What you will do
a) Using the article on OpenAI's GPTBot crawler, answer each question in a few words:
(i) What user agent token does the bot use?
(ii) Which file do webmasters add the token to in order to block the bot?
(iii) What has OpenAI published so that websites can identify the bot's traffic?
b) Decide whether each statement agrees with the article on OpenAI's GPTBot crawler. Answer yes or no, and quote the words from the article that settle it.
(i) GPTBot will access sites that require paywall sign-ins.
(ii) Webmasters can let the bot into some directories while keeping it out of others.
(iii) The bot's full user-agent string contains an OpenAI web address.
c) Write a continuation of the article on OpenAI's GPTBot crawler, beginning after its final sentence.

:: Selected extract ::

OpenAI has released a new web crawler named GPTBot to gather publicly available data from the internet for training AI models. This launch comes amidst recent controversies where tech companies were accused of scraping websites without explicit consent to power large language models like GPT-4.
GPTBot aims to be more transparent, properly identifying itself so webmasters can allow or disallow access. The bot uses the user agent token "GPTBot" and a full user-agent string clearly stating it is from OpenAI.
User agent token: GPTBot Full user-agent string: Mozilla/5.0 AppleWebKit/537.36 (KHTML, like Gecko; compatible; GPTBot/1.0; +https://openai.com/gptbot)
OpenAI states that GPTBot will only access sites that do not require paywall sign-ins, gather personally identifiable user data, or contain policy-violating text. The company claims allowing the bot can help improve the accuracy and capabilities of AI systems.
Webmasters can fully block GPTBot by adding its user agent token to their robots.txt file. They can also selectively allow access to certain directories while restricting others. OpenAI has published the IP ranges GPTBot uses so websites can identify its traffic.

:::
:: Record excerpts ::

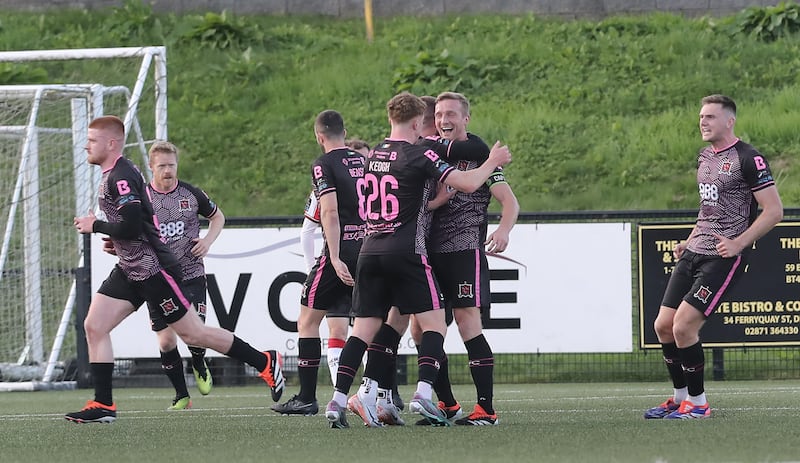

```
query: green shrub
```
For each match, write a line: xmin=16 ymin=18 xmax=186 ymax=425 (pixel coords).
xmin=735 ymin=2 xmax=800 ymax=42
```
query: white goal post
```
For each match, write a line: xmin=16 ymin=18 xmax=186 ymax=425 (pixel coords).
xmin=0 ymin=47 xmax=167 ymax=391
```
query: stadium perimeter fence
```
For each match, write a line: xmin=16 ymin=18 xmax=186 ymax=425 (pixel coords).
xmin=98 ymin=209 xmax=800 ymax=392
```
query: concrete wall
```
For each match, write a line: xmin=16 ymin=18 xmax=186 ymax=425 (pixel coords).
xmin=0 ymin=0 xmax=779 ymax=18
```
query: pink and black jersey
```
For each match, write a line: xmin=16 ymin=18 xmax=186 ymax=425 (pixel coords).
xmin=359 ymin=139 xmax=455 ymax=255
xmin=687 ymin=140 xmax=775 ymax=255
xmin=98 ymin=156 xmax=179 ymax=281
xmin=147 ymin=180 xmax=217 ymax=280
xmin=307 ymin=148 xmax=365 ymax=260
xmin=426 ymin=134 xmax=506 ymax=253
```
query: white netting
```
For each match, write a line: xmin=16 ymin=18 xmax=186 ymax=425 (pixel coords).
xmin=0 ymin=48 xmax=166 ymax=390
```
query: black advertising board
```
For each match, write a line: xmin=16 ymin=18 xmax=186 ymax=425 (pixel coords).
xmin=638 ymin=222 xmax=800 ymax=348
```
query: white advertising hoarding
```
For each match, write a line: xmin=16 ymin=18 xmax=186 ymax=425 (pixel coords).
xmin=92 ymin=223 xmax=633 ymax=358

:::

Answers for the exercise
a)
(i) GPTBot
(ii) robots.txt
(iii) The IP ranges GPTBot uses

b)
(i) No: "GPTBot will only access sites that do not require paywall sign-ins"
(ii) Yes: "They can also selectively allow access to certain directories while restricting others."
(iii) Yes: "+https://openai.com/gptbot"

c)
User-agent: GPTBot Disallow: /
User-agent: GPTBot Allow: /directory-1/ Disallow: /directory-2/
This launch reflects OpenAI's response to recent backlash over large language models like GPT-4 being trained on website data without explicit approval. Even if the content is publicly accessible, critics argue it should still require opt-in agreements for AI training. There are also concerns about content being taken out of context when fed into AI systems.
The launch of GPTBot highlights the gray areas around using publicly available data to develop AI models, which can benefit from large training datasets. It exemplifies the emerging ethics debates as AI capabilities advance. Going forward, clearer privacy guidelines and ethical frameworks will be needed to find the right balances.